■ **WRITTEN REQUEST**: Switch "gravel ground" to "sandy ground" in the records, covering everything from the line containing "Provide the segmentation of every instance of the red gas" down to the line containing "49 69 L 50 70". Write out only those lines again, with nothing else changed.

## Start

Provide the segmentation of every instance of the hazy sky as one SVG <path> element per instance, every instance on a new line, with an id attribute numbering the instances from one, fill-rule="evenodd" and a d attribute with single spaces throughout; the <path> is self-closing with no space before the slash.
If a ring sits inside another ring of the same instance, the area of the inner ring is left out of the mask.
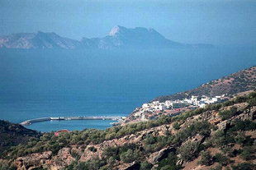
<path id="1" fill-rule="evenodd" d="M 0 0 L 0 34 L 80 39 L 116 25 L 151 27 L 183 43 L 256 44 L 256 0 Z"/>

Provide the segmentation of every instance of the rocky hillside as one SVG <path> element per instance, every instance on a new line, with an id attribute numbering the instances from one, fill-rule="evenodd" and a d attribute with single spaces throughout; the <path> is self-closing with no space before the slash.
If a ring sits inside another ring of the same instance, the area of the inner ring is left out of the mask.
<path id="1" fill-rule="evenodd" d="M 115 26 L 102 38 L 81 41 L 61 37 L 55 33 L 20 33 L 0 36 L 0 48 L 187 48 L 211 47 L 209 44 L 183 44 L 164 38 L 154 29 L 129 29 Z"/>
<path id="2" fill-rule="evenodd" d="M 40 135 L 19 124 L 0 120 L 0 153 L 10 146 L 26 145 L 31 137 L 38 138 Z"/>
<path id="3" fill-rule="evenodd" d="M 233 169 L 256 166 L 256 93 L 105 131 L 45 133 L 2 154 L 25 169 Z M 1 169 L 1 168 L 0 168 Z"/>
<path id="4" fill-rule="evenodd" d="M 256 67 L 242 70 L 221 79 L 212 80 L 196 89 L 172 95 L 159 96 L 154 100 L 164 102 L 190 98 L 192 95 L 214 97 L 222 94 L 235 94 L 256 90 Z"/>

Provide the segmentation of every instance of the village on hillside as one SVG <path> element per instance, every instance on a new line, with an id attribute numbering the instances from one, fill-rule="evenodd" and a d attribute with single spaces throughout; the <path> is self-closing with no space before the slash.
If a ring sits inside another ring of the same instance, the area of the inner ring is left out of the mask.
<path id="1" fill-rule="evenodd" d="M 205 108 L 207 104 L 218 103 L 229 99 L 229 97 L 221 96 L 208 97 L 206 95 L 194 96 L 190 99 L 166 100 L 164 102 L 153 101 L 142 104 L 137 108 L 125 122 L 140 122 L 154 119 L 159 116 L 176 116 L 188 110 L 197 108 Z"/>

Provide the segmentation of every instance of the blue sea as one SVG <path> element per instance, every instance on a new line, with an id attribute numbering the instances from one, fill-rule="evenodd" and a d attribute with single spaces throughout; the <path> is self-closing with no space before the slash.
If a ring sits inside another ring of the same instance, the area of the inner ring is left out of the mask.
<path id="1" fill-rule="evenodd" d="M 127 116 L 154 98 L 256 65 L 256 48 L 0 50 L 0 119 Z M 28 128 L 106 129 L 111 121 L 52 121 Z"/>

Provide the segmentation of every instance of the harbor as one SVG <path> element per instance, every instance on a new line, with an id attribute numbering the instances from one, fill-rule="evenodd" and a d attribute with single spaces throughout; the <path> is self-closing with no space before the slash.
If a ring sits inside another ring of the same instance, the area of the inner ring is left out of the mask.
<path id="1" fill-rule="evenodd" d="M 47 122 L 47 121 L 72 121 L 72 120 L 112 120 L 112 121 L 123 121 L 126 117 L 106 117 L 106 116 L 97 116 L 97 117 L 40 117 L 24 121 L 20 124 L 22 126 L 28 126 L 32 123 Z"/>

## End
## Start

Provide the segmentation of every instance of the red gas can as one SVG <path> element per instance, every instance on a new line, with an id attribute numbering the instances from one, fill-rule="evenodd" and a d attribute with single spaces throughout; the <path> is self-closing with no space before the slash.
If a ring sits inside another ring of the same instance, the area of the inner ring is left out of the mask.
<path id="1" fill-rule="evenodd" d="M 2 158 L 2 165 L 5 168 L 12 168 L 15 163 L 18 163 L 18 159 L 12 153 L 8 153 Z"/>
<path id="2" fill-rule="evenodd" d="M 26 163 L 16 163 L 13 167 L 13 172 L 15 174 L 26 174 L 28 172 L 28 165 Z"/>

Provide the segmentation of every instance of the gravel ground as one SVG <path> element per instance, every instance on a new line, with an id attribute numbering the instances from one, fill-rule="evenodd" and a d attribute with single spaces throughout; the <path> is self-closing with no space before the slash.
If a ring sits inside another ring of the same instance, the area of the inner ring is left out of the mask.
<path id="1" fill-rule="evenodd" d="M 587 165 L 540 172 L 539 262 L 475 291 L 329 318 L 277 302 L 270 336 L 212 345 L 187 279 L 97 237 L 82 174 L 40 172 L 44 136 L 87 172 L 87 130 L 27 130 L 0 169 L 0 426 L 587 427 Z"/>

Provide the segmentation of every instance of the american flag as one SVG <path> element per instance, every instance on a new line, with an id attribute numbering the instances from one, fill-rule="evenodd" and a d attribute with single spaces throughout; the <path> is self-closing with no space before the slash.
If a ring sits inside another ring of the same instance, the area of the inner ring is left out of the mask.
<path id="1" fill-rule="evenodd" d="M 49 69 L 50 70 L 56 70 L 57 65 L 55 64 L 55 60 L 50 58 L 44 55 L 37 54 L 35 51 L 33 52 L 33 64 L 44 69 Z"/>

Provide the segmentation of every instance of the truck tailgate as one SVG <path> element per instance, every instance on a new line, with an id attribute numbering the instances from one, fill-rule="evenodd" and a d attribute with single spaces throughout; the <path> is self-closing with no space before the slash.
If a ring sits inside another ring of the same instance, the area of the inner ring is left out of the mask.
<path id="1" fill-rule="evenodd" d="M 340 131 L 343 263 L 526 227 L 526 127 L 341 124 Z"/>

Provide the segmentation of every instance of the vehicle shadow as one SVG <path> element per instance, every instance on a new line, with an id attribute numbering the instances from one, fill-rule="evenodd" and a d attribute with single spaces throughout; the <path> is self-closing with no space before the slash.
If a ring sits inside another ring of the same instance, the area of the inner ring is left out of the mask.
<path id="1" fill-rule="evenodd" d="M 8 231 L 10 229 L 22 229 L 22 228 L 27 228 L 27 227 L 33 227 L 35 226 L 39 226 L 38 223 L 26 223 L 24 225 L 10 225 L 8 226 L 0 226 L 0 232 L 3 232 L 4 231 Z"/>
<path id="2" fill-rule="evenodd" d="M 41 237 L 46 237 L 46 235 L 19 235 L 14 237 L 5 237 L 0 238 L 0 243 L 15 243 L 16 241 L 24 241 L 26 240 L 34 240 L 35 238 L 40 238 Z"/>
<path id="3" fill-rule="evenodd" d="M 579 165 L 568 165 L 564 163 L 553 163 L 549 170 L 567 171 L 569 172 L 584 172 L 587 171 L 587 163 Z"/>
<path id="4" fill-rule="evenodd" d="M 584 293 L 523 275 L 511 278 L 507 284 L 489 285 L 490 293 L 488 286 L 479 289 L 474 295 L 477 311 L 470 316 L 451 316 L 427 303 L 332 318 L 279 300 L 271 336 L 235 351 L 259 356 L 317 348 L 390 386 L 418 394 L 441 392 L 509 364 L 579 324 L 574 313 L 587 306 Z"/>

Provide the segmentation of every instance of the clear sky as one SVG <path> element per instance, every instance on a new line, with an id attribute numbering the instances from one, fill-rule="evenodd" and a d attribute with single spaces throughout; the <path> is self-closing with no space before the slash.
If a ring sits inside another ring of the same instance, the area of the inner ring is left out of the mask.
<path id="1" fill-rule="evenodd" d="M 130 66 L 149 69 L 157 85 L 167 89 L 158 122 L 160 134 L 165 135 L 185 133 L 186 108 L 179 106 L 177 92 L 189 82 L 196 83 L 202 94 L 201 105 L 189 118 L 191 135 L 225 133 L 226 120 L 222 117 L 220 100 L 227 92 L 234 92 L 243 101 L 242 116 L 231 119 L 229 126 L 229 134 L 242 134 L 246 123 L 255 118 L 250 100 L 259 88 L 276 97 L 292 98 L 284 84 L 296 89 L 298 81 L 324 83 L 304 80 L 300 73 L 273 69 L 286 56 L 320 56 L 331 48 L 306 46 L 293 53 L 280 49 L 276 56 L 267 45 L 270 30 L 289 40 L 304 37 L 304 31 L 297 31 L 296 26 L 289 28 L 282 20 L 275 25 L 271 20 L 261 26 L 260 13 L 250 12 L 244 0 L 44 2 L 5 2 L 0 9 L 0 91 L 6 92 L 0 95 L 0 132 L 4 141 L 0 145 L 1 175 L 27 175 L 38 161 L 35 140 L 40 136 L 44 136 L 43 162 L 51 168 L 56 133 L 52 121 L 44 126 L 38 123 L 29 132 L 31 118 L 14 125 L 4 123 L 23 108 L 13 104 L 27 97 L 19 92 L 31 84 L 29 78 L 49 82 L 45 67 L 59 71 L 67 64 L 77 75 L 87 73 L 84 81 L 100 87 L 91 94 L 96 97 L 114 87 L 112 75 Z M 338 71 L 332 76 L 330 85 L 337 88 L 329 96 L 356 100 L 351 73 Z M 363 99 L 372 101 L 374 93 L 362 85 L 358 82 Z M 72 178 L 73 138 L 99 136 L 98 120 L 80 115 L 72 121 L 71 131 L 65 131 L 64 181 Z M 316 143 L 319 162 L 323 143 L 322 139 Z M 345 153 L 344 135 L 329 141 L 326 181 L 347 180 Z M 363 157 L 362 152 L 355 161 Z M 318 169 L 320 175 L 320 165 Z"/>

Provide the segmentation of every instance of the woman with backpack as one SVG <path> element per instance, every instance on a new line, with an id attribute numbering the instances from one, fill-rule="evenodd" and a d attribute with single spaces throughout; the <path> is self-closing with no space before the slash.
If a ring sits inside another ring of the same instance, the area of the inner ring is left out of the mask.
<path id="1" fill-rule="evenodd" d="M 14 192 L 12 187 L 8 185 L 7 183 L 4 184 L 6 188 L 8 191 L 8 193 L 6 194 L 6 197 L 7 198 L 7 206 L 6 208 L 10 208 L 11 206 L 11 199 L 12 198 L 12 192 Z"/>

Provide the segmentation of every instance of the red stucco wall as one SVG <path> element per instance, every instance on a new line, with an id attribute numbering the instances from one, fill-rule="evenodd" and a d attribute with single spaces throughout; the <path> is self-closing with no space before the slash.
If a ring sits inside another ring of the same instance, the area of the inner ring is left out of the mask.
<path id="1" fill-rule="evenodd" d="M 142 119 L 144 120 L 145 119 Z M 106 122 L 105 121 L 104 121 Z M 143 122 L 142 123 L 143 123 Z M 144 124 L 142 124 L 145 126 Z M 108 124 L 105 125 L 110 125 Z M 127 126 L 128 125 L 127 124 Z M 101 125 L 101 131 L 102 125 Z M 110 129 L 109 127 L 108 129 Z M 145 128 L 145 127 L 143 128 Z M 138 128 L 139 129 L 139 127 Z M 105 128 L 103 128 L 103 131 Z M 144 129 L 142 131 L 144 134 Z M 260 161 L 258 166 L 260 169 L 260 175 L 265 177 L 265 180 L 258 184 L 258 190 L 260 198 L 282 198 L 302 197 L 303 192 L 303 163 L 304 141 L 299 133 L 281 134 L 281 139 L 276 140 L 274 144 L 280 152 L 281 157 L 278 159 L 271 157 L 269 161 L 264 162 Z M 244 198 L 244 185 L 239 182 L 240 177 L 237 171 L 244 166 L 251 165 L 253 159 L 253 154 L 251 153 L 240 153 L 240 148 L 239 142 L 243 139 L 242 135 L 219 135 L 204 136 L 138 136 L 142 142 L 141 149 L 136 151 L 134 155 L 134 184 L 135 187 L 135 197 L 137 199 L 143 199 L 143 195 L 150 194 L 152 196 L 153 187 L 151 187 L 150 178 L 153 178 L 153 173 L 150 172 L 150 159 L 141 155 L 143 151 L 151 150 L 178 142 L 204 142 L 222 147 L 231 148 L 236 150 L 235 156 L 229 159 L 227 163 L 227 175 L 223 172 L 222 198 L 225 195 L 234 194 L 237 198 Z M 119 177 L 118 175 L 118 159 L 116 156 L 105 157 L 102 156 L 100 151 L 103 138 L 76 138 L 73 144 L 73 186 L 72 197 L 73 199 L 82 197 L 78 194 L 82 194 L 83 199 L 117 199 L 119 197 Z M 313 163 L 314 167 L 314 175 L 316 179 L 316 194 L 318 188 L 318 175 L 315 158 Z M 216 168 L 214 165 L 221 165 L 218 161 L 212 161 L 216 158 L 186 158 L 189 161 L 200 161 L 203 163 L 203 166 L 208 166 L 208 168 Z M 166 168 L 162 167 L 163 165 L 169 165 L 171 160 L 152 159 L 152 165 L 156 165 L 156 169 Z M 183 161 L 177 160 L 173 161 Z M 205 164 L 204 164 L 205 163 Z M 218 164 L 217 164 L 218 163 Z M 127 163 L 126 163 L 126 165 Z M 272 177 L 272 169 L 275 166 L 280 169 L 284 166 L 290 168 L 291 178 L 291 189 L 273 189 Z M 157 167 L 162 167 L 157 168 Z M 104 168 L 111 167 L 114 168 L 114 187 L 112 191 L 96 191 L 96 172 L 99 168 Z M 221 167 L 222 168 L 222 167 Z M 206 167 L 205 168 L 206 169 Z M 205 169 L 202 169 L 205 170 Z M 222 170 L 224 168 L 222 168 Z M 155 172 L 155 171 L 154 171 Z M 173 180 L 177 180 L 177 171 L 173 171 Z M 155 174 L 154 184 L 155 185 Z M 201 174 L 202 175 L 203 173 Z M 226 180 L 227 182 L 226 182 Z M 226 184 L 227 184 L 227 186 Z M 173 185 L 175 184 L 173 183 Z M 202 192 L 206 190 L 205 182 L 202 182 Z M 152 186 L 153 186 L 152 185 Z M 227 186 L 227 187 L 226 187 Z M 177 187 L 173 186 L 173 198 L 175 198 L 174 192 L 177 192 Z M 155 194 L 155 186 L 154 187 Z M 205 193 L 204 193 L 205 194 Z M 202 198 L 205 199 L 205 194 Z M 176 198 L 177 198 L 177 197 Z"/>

## End

■ **ANSWER TO THE PROBLEM**:
Provide the segmentation of every instance of the red gas can as one SVG <path> element per instance, every instance on a new line, with an id attribute numbering the instances from one, fill-rule="evenodd" and a d attribute with single spaces throughout; the <path> is self-closing with no space before the slash.
If a ring sits inside another ring of the same instance, the area of the inner ring is left out of the mask.
<path id="1" fill-rule="evenodd" d="M 2 158 L 2 165 L 5 168 L 12 168 L 15 163 L 18 163 L 18 159 L 12 153 L 8 153 Z"/>
<path id="2" fill-rule="evenodd" d="M 26 163 L 16 163 L 13 167 L 13 172 L 15 174 L 26 174 L 28 172 L 28 165 Z"/>

Provide the segmentation of every instance of the sandy ground as one SVG <path> element per instance, every instance on a new line, with an id attribute numbering the instances from one, fill-rule="evenodd" and a d attribute with single spaces throughout; the <path> is self-closing with no space before the slash.
If a ring sits inside another ring of the same instance, the area of the inner ring is left out of the mask.
<path id="1" fill-rule="evenodd" d="M 587 165 L 540 172 L 539 262 L 475 291 L 329 318 L 277 302 L 270 336 L 212 345 L 187 279 L 97 237 L 82 174 L 40 172 L 44 136 L 87 172 L 87 130 L 27 130 L 0 169 L 0 426 L 587 427 Z"/>

Provide the segmentation of every instance of the american flag as one SVG <path> element per instance, every instance on a new line, with an id attribute numbering the instances from one, fill-rule="evenodd" and a d attribute with single spaces throughout; the <path> is self-closing with no space before the slash.
If a ring sits inside another ring of the same instance, the area of the inner ring is left out of the mask.
<path id="1" fill-rule="evenodd" d="M 49 69 L 50 70 L 56 70 L 57 65 L 55 64 L 55 60 L 50 58 L 44 55 L 37 54 L 35 51 L 33 52 L 33 64 L 44 69 Z"/>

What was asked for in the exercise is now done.